• [Work item]: Using the data that follows, report how many lines include "water"; output no other text.

• [Entries taken from a collection]:
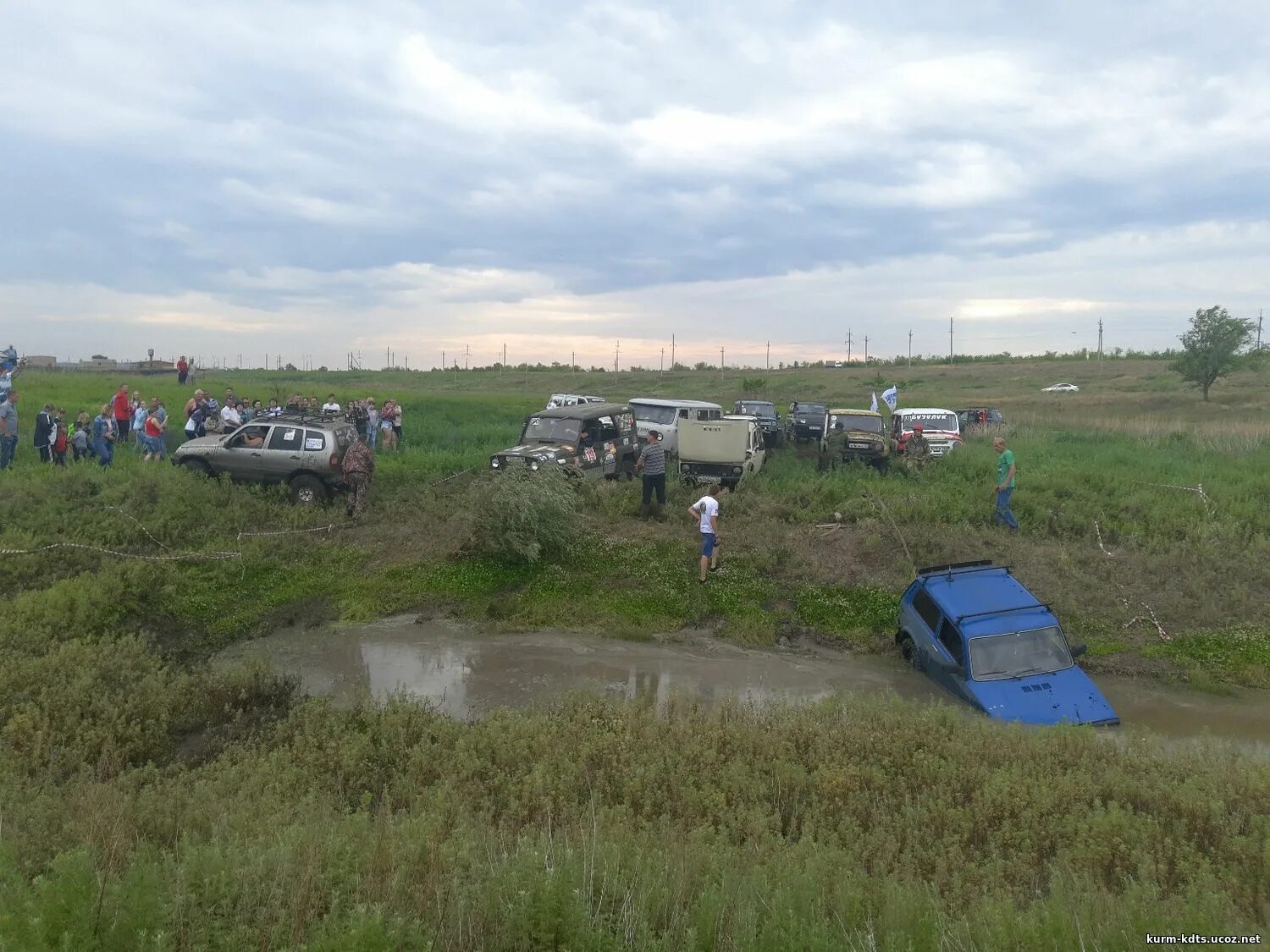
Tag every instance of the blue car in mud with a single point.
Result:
(973, 629)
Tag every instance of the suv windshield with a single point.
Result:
(550, 429)
(932, 421)
(660, 415)
(850, 421)
(1036, 652)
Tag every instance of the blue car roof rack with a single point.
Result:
(945, 568)
(1043, 606)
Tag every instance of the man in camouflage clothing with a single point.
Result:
(835, 446)
(358, 469)
(917, 451)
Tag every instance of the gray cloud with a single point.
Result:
(572, 174)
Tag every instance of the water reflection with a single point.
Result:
(469, 673)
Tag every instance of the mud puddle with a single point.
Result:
(467, 673)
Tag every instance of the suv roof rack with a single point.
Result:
(301, 416)
(1003, 611)
(944, 568)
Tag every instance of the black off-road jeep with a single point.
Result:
(805, 421)
(589, 439)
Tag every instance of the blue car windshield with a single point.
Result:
(1019, 654)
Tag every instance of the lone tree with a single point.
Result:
(1212, 347)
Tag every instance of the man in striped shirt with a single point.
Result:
(652, 466)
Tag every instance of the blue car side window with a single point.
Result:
(952, 641)
(926, 609)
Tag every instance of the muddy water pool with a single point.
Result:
(467, 672)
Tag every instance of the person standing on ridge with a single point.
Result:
(1003, 487)
(652, 466)
(705, 513)
(358, 467)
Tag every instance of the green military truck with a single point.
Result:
(856, 436)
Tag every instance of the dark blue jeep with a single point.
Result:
(980, 634)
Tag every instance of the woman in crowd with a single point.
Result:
(104, 436)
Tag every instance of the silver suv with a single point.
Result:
(301, 451)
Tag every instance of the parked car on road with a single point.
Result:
(663, 416)
(858, 436)
(805, 421)
(940, 426)
(587, 439)
(724, 451)
(769, 421)
(975, 630)
(980, 419)
(300, 451)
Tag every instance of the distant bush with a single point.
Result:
(522, 515)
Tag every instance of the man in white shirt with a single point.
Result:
(705, 515)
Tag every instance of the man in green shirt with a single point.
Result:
(1005, 485)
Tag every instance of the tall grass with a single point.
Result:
(594, 825)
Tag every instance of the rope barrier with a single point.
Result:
(1124, 599)
(290, 532)
(174, 558)
(1198, 489)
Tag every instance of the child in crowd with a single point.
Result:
(80, 447)
(58, 444)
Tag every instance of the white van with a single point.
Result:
(665, 415)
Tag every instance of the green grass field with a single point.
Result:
(150, 800)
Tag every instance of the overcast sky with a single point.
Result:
(315, 178)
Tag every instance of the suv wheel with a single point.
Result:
(307, 490)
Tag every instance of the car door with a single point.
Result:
(284, 451)
(240, 461)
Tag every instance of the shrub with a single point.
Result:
(521, 515)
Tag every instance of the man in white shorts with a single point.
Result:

• [Answer space]: 2